Reproduce all the entries exactly.

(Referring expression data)
◆ ◆ ◆ ◆ ◆ ◆ ◆

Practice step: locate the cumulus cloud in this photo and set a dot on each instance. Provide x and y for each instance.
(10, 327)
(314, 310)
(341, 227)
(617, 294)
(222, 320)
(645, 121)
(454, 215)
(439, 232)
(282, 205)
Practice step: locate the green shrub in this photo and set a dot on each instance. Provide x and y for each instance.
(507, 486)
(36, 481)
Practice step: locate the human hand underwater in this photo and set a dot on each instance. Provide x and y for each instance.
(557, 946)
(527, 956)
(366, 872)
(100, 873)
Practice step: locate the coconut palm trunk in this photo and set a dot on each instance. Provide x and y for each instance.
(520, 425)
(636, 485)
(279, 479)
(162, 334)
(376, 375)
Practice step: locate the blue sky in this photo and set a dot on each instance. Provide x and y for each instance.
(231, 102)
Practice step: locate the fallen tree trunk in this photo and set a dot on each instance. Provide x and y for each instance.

◆ ◆ ◆ ◆ ◆ ◆ ◆

WRITTEN REPLY:
Practice step: locate the cumulus cloud in this photo and set a dot on each instance. Provide x and y for each instance.
(10, 327)
(314, 310)
(341, 227)
(617, 294)
(222, 320)
(645, 121)
(454, 215)
(439, 232)
(282, 205)
Practice step: locate the green shrub in this photo and set a dot on each instance. Provide x and y for each instance.
(507, 486)
(36, 481)
Practice step: locate the human hand underwater in this photo and set a dot on each instance. Provide x and y for each instance.
(557, 946)
(527, 956)
(366, 872)
(100, 873)
Practice step: locate the coconut palm trunk in this photo and set a dot on each instance. Provide x and y for each instance.
(520, 425)
(636, 485)
(279, 479)
(162, 334)
(376, 375)
Practice step: locate the blue sky in this photo and set a dot on each instance. Provide x and y for each instance.
(231, 102)
Practice step: locate the fallen tree trunk in this photo and set a dot on each instance. Provide x and y for each instance.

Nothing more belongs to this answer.